▶ **INSTRUCTIONS TO FOLLOW**
In the material below, reproduce verbatim everything from the line containing "like [77, 678]." down to the end of the material, with both ends included.

[Excerpts from a point labeling dataset]
+===+

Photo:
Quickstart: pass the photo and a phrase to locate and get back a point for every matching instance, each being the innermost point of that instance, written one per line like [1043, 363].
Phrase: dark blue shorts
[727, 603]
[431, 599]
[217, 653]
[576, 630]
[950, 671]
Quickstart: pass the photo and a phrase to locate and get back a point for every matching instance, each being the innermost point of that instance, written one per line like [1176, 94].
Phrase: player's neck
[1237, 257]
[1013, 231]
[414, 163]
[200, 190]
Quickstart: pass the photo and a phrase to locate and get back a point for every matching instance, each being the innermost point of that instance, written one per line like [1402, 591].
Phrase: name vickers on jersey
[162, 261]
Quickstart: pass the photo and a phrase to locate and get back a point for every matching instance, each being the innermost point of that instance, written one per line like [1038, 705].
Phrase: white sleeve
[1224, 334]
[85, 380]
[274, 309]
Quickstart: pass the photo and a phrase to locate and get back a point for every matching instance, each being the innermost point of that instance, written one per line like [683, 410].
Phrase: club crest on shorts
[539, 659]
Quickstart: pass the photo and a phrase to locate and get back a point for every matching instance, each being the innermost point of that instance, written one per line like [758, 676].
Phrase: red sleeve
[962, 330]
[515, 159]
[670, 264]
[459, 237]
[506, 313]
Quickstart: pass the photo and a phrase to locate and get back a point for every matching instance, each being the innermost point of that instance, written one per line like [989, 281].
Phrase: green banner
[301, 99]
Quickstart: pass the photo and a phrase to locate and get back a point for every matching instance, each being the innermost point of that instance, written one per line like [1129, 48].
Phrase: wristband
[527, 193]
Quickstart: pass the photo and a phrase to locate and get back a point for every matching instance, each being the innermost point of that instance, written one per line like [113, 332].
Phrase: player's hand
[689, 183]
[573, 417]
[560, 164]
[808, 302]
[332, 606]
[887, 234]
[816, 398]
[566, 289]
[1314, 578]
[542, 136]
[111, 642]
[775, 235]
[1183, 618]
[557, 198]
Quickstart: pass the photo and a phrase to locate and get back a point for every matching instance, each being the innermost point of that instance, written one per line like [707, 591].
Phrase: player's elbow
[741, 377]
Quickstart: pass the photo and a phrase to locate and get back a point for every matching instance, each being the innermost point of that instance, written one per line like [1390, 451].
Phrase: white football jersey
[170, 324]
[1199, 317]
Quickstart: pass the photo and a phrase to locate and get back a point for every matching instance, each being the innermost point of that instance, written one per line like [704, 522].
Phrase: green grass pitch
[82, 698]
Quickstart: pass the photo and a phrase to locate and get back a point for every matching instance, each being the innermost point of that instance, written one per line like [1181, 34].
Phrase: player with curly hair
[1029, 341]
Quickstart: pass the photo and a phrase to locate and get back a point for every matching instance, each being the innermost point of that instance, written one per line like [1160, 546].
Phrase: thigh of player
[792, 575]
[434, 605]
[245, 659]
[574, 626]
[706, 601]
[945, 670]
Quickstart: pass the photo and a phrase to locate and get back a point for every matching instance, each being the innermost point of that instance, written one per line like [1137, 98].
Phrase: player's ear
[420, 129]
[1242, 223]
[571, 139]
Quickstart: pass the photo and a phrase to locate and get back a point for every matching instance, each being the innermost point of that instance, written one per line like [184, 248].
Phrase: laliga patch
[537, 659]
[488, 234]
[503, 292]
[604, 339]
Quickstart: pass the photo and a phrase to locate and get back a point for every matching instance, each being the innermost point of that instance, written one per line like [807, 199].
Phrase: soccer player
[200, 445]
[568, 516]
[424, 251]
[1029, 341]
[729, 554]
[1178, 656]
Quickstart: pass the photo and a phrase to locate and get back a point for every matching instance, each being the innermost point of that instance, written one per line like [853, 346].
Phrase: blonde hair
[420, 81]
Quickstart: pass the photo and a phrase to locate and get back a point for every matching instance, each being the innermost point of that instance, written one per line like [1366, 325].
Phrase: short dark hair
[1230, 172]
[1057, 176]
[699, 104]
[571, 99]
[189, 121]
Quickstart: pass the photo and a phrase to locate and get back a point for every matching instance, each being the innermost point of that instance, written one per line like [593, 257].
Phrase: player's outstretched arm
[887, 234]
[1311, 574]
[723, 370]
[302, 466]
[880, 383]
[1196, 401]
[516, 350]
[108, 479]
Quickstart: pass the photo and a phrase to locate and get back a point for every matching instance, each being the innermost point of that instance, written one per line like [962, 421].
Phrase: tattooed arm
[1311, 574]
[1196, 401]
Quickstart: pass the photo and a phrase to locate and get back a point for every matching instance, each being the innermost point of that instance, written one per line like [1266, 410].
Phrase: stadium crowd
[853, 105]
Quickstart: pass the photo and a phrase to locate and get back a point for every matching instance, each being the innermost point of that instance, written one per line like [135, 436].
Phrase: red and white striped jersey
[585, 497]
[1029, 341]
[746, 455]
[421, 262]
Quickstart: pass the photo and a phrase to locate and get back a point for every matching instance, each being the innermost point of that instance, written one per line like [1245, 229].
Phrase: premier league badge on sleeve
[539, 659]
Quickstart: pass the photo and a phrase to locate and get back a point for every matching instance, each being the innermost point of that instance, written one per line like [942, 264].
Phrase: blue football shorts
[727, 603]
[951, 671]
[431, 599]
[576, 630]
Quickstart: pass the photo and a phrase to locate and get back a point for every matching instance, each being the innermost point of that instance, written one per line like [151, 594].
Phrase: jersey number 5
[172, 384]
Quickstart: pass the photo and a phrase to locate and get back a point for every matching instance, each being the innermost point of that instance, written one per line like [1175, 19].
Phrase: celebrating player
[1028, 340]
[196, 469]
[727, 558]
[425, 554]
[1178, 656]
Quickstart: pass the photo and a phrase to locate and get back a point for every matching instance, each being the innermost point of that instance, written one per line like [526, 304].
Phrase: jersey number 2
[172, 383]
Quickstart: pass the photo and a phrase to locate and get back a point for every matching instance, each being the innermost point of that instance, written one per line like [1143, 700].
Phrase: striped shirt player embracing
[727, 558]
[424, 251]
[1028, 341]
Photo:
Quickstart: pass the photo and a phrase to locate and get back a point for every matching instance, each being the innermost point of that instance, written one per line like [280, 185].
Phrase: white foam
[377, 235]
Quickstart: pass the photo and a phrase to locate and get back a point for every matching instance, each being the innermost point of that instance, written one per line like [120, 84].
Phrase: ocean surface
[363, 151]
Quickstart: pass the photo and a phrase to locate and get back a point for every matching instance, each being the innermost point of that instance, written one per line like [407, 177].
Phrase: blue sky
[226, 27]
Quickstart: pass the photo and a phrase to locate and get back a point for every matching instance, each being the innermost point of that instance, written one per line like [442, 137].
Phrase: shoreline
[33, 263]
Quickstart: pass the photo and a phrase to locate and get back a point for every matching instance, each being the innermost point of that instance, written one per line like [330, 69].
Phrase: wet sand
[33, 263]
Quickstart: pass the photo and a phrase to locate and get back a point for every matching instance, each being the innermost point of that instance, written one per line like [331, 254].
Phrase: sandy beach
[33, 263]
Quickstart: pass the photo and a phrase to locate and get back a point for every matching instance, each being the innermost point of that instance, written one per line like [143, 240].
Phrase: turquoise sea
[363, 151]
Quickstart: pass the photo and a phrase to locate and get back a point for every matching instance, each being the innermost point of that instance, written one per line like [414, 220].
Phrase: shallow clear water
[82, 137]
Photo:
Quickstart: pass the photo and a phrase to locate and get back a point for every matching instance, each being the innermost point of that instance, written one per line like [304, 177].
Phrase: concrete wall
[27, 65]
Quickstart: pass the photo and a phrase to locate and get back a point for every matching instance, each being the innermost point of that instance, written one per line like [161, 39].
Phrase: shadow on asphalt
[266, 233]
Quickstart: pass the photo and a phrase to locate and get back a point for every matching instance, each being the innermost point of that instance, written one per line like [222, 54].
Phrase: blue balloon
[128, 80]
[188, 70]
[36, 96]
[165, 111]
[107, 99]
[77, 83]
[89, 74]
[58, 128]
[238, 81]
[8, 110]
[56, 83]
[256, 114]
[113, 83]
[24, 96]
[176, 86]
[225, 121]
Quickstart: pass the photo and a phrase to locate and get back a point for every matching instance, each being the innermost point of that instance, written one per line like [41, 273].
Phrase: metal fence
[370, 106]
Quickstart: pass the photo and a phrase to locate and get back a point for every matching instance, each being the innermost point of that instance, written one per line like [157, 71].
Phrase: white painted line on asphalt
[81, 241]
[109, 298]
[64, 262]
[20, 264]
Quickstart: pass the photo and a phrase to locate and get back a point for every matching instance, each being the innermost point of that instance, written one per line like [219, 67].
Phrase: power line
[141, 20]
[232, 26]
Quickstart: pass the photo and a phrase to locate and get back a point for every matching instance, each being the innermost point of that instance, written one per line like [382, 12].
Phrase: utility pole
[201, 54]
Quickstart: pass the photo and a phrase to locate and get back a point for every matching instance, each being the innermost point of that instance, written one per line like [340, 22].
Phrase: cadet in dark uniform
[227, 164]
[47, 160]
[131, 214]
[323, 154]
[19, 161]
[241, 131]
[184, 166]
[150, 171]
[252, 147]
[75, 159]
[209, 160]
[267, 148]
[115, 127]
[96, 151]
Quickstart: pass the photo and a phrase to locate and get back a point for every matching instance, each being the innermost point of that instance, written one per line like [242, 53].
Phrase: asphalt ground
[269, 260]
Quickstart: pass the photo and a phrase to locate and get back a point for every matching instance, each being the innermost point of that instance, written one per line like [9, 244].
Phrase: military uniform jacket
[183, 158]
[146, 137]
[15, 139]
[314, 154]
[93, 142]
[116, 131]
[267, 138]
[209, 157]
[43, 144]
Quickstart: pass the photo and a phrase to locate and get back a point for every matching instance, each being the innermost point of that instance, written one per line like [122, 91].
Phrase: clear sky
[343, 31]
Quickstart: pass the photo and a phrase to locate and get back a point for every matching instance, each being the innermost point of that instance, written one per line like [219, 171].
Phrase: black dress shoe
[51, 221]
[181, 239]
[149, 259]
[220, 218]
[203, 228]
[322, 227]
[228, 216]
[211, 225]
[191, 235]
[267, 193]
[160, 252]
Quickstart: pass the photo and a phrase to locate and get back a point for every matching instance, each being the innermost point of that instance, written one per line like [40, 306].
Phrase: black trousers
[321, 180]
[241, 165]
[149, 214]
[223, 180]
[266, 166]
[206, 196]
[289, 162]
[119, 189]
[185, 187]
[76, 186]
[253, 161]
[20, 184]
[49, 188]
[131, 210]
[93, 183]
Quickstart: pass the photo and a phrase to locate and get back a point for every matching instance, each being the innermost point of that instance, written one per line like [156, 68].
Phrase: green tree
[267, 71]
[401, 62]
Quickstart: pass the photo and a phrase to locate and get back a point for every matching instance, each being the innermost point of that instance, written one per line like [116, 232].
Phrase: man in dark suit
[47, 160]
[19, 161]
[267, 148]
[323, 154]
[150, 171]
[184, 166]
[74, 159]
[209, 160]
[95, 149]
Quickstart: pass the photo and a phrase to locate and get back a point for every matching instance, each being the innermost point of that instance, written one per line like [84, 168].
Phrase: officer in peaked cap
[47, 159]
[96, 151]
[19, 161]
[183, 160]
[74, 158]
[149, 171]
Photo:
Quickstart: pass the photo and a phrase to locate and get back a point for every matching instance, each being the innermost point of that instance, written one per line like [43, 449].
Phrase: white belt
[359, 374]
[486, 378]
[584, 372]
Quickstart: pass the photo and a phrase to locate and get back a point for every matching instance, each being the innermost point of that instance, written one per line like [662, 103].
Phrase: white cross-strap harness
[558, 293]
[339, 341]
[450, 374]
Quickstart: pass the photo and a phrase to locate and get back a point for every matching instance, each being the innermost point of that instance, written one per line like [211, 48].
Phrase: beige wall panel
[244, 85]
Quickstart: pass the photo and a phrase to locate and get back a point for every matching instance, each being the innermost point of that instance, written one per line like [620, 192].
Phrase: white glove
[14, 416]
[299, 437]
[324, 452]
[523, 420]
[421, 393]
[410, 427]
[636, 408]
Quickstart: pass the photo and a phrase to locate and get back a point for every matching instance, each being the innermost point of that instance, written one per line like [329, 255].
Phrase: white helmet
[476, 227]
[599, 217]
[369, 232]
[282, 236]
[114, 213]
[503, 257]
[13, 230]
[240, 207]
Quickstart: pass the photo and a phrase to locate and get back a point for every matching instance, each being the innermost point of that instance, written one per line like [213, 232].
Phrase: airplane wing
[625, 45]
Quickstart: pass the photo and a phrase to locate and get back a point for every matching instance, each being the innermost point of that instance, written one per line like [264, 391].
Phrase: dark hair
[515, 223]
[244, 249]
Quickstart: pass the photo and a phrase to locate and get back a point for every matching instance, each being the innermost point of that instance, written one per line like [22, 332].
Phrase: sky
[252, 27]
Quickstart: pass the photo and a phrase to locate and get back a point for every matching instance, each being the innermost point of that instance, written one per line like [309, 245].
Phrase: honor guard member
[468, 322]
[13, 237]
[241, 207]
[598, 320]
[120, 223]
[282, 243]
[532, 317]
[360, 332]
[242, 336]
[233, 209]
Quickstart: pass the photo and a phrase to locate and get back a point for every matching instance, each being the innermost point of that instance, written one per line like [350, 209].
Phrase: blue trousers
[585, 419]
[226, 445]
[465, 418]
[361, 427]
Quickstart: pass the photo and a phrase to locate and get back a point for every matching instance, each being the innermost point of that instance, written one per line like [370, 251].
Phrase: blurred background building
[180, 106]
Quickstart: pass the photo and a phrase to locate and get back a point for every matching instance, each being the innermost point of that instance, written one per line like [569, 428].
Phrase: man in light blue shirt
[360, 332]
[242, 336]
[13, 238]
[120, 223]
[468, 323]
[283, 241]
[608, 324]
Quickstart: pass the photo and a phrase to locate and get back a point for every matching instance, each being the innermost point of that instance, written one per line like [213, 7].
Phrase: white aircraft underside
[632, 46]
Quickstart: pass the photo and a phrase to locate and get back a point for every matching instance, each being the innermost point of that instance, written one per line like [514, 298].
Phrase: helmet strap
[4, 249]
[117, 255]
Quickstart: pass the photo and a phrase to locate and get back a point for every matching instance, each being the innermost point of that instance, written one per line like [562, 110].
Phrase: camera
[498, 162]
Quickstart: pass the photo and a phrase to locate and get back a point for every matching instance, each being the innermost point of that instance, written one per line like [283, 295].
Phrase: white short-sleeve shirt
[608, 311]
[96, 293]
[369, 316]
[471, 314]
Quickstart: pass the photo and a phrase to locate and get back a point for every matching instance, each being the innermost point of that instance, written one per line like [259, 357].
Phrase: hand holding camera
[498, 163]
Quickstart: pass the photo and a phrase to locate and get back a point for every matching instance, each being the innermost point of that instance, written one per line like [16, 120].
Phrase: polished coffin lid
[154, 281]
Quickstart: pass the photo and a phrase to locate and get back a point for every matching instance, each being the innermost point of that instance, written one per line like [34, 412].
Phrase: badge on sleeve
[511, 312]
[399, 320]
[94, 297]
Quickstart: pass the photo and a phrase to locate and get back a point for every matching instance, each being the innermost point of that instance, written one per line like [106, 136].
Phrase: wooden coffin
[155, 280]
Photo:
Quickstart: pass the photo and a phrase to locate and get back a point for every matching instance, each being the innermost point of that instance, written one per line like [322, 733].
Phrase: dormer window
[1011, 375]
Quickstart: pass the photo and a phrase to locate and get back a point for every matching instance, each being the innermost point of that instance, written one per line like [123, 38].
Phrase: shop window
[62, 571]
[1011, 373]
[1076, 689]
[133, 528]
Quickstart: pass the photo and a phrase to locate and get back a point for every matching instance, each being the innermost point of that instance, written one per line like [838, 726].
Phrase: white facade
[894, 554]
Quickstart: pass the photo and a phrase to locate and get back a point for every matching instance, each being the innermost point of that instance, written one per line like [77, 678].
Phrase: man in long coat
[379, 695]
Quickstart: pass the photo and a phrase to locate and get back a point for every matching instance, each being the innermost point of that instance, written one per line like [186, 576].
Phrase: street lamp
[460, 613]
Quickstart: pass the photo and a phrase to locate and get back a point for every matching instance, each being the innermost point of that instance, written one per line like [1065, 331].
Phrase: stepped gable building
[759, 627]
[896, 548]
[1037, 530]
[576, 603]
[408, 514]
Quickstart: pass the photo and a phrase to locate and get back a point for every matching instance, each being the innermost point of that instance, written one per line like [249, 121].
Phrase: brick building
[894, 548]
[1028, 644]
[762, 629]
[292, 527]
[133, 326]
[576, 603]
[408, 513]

+===+

▶ **SOLUTION TO THIS PROBLEM**
Quickstart: pass the photo and a phrase to locate and get back a point for every matching instance, each being the innermost point of that instance, written one per line like [77, 678].
Phrase: man in long coat
[379, 695]
Quickstart: pass the photo and a phrase to locate and get back a point for every matching instance, each being the innermost point of that instance, written one per line like [186, 576].
Phrase: street lamp
[460, 613]
Quickstart: pass the photo and a phrase to locate and get back a point for every matching instance, each being the innermost point of that instance, written one per line like [1065, 331].
Phrase: stepped gable building
[759, 627]
[896, 548]
[1037, 530]
[576, 603]
[408, 514]
Quickstart: pass the photo and a phrase to locate and get back a point for every matching instance, each being the innermost point of that instance, written one per line like [249, 121].
Phrase: brick building
[894, 548]
[1028, 644]
[762, 629]
[292, 527]
[133, 326]
[576, 603]
[408, 513]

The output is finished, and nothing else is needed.